**Text shown:**
-=-=-

For this reason, other names for non diversifiable risk are market risk or
systematic risk.
Diversifiable risk or unsystematic risk is
the unique risk associated with an individual security. Examples of this
risk include a strike or major litigation that will adversely impact the
profit potential of the firm. The risk can be avoided by holding a
diversified portfolio of securities. Empirical studies using randomly
generated stock portfolios have shown that, by holding a portfolio of about
10 to 12 different stocks, an investor can diversify away virtually all
unsystematic risk. Therefore, the only risk present in a well-diversified
portfolio is non-diversifiable or market risk. It is only this risk that
investors should be compensated for accepting.
47. Expected
Return = risk-free rate + beta * [expected market return-risk-free rate]
The above relationship is referred to as the
capital asset pricing model (CAPM) and states that the expected return from
a security should equal the risk-free rate of return plus a risk premium.
48. Arbitrage
Pricing Theory allows for more than one factor that systematically affects
the price of all securities. Investors want to be compensated for accepting
each of these different systematic factors. Mathematically, APT can be
expressed as follows when there are k systematic factors:
Expected Return = risk-free rate
+ beta1 * [risk premium for factor 1]
+ beta2 * [risk premium for factor 2]
+ ................
+ betak * [risk premium for factor k]
49. Pricing
efficiency refers to a market in which prices at all times fully reflect
all available information that is relevant to the valuation of securities.
50. Weak
efficiency means that the price of the security fully reflects price and
trading history of the security. Semistrong efficiency means that the
price of the security fully reflects all public information (which, of
course, includes historical price and trading patterns). Strong
efficiency exists in a market in which the price of a security reflects
all information regardless of whether or not it is publicly available.
51. The
maximum amount that an option buyer can lose is the option price. The
maximum profit that the option writer (seller) can realize is the option
price. The option buyer has substantial upside return potential while the
option writer has substantial downside risk.

-=-=-

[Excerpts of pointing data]
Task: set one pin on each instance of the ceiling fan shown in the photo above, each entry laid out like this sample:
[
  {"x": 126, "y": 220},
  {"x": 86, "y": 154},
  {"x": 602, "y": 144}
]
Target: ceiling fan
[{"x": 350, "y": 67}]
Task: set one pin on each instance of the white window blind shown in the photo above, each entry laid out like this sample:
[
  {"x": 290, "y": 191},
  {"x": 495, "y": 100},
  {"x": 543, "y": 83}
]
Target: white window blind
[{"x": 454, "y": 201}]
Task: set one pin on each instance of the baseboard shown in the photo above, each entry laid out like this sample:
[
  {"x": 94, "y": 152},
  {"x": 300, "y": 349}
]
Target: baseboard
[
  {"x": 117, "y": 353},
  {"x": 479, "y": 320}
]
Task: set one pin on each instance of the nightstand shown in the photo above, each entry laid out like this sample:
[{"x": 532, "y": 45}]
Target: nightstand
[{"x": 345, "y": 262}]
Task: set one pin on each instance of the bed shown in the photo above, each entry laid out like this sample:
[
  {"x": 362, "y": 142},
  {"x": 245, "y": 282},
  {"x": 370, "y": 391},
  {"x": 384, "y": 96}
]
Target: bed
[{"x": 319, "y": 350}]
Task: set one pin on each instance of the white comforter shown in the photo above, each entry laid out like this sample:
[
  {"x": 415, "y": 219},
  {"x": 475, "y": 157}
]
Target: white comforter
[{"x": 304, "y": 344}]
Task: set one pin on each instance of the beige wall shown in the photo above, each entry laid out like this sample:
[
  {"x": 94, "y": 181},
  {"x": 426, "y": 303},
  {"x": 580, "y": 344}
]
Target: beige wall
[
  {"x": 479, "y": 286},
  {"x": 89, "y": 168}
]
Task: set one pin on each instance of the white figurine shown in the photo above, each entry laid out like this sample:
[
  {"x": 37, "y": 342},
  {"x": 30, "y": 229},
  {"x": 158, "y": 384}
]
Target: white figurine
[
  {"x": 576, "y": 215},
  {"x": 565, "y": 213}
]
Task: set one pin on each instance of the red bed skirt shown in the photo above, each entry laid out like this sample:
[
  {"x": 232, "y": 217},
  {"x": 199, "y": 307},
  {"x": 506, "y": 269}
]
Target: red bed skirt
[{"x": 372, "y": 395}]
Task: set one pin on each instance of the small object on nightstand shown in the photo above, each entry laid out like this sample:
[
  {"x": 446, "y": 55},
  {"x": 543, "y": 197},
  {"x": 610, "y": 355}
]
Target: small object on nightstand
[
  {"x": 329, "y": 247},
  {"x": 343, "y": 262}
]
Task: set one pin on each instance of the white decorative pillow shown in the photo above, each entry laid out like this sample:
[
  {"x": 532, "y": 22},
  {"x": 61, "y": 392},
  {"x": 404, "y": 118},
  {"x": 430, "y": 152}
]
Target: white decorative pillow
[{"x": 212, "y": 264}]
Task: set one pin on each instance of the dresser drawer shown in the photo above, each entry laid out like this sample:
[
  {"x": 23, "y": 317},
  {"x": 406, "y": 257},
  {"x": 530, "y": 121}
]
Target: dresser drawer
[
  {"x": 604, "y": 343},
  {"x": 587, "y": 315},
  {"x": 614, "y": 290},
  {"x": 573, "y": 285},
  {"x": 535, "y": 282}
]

-=-=-

**Problems and tasks:**
• 1. Show every line of the rows above that contains the string "entry". Case counts.
• 2. Please carry on the passage about investment risk and securities pricing, starting after its final sentence.

**Answers given:**
• 1.
Task: set one pin on each instance of the ceiling fan shown in the photo above, each entry laid out like this sample:
Task: set one pin on each instance of the white window blind shown in the photo above, each entry laid out like this sample:
Task: set one pin on each instance of the baseboard shown in the photo above, each entry laid out like this sample:
Task: set one pin on each instance of the nightstand shown in the photo above, each entry laid out like this sample:
Task: set one pin on each instance of the bed shown in the photo above, each entry laid out like this sample:
Task: set one pin on each instance of the white comforter shown in the photo above, each entry laid out like this sample:
Task: set one pin on each instance of the beige wall shown in the photo above, each entry laid out like this sample:
Task: set one pin on each instance of the white figurine shown in the photo above, each entry laid out like this sample:
Task: set one pin on each instance of the red bed skirt shown in the photo above, each entry laid out like this sample:
Task: set one pin on each instance of the small object on nightstand shown in the photo above, each entry laid out like this sample:
Task: set one pin on each instance of the white decorative pillow shown in the photo above, each entry laid out like this sample:
Task: set one pin on each instance of the dresser drawer shown in the photo above, each entry laid out like this sample:

• 2.
52. Position
Traders would search for disparities in option pricing and then create an
arbitrage between one or more option classes and the underlying stock or
futures contract. An arbitrage is a position established to exploit a
mispriced option/stock/index/future relationship. The position trader sought
to capture some theoretical edge as the relation-ship moved back to its real
value. These positions were quite often costly to carry, moreover, the key
was not only the position trader's ability to finance this cost, but his
skill in managing the risk. Although, not an absolute, a general rule of
thumb is that the more difficult the arbitrage, the greater the profit
potential.
- Jon Najarian
53. Fortunately,
however, shareholders whose personal stake is too small to justify costly
monitoring of management have another well-tested way to protect their
savings from management's mistakes of omission or commission: diversify! A
properly diversified shareholders would have the satisfaction of knowing
that his or her loss on IBM shares or Sears or General Motors was not even a
private loss since it was offset in the portfolio by gains on Microsoft,
Intel, Apple, WalMart and other new-entrant firms, foreign or domestic, that
did pioneer in the new technologies.
- Merton Miller
54. The stock market is generally
believed to anticipate recessions; it would be more correct to say that it
can help to precipitate them. Thus I replace the assertion that markets are
always right with two others:
1. Markets are always biased in one
direction or another.
2. Markets can influence the events that
they anticipate.
The combination of these two assertions
explains why markets may so often appear to anticipate events correctly.
-
George Soros
55.
Holding aside the pure speculative
uses of options and futures, listed below are some of the investment
management applications of options and futures.
1. They may be used to create a synthetic
instrument that offers a higher return than a cash market instrument or an
index.
2. Options and futures can be used to adjust
the risk exposure of a stock or bond portfolio quickly. For a stock
portfolio, this means adjusting the beta of the portfolio. For a bond
portfolio, this means adjusting the duration of the portfolio. In the
special case where an investment manager wants to hedge the portfolio, this
means adjusting the beta of a stock portfolio or the duration of a bond
portfolio to zero.
3. Options and Futures can be used for asset
allocation to alter the stock/bond mix of a portfolio quickly.
4. Futures contracts can be used to reduce
the transaction costs of creating an index fund.
56. ASSET ALLOCATION IMPLEMENTATION -
ADVANTAGES OF FUTURES
- Transaction costs minimized.
- Excellent liquidity; rapid execution.
- One day settlement; simultaneous trades.
- Does not disrupt management of underlying
assets.
- Stabilizes portfolio income stream.
- Potential for favorable mispricing.
57. The
crowning achievement of the axiomatic approach is the theory of perfect
competition. The theory holds that under certain specified circumstances the
unrestrained pursuit of self-interest leads to the optimum allocation of
resources. The equilibrium point is reached when each firm produces at a
level where its marginal cost equals the market price and each consumer buys
an amount whose marginal "utility " equals the market price.
The demand and supply curves should be taken
as given. The shape of the supply and demand curves cannot be taken as
independently given, because both of them incorporate the participants'
expectations about events that are shaped by their own expectations. Nowhere
is the role of expectations more clearly visible than in financial markets.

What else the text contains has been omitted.